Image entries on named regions
-=-=-=-=-
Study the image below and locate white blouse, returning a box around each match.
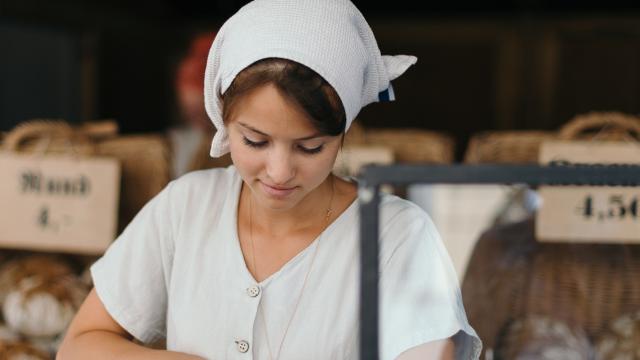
[91,166,481,360]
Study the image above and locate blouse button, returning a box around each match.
[236,340,249,353]
[247,285,260,297]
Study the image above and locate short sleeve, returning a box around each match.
[380,207,482,360]
[91,183,179,343]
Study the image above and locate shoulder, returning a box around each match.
[380,195,441,263]
[169,165,240,196]
[159,166,241,212]
[380,194,431,230]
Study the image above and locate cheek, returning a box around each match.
[229,138,261,177]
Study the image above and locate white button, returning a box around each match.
[247,285,260,297]
[236,340,249,353]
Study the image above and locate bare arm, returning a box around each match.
[396,339,454,360]
[56,289,202,360]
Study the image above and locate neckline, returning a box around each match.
[229,168,358,287]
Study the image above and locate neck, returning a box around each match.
[240,175,335,236]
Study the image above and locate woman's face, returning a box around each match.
[227,84,341,210]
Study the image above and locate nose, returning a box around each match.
[266,148,295,186]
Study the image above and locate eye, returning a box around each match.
[242,136,267,149]
[298,144,324,155]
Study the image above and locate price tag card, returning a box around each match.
[536,141,640,243]
[0,153,120,254]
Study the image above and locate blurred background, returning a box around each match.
[0,0,640,160]
[0,0,640,360]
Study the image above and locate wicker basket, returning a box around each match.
-=-=-=-=-
→ **Goal of the exercise**
Please change every "locate" in the data above to "find", keeping everything else the same. Leave the pictures out of your answer.

→ **Full solution**
Study the image below and find white blouse, returning a box around each match.
[91,166,481,360]
Study the image above and find blouse button, returning a box around each match.
[236,340,249,353]
[247,285,260,297]
Study the image above and find short sleeve, returning a box around each match.
[380,207,482,360]
[91,183,179,343]
Study the image above and find shoulder, returning a box around each match.
[380,195,441,263]
[169,165,240,196]
[159,166,241,212]
[380,194,431,230]
Study the image above and find cheek, returning a box around each match.
[229,138,261,177]
Study the image above and find white button, returning a box around each match.
[247,285,260,297]
[236,340,249,353]
Study the image above and find bare arm, returning a box around each match.
[396,339,454,360]
[56,289,202,360]
Study the image above and find neckline, returning a box around each match.
[229,168,358,287]
Study the image above and find neck, returning a box around each match.
[240,175,335,236]
Study the image above and find woman's face, returning a box around each match.
[227,84,341,210]
Study the image above and find nose, returning a box around each match.
[266,148,295,186]
Study the image above and find eye, returning a box around each match.
[242,136,267,149]
[298,144,324,155]
Study the image above and find price tag card, returning a box around each match.
[536,141,640,243]
[0,153,120,254]
Study the image above and find blurred background, returning a box around each match.
[0,0,640,160]
[0,0,640,360]
Study the image above and find wicker basket, returning a box around each match.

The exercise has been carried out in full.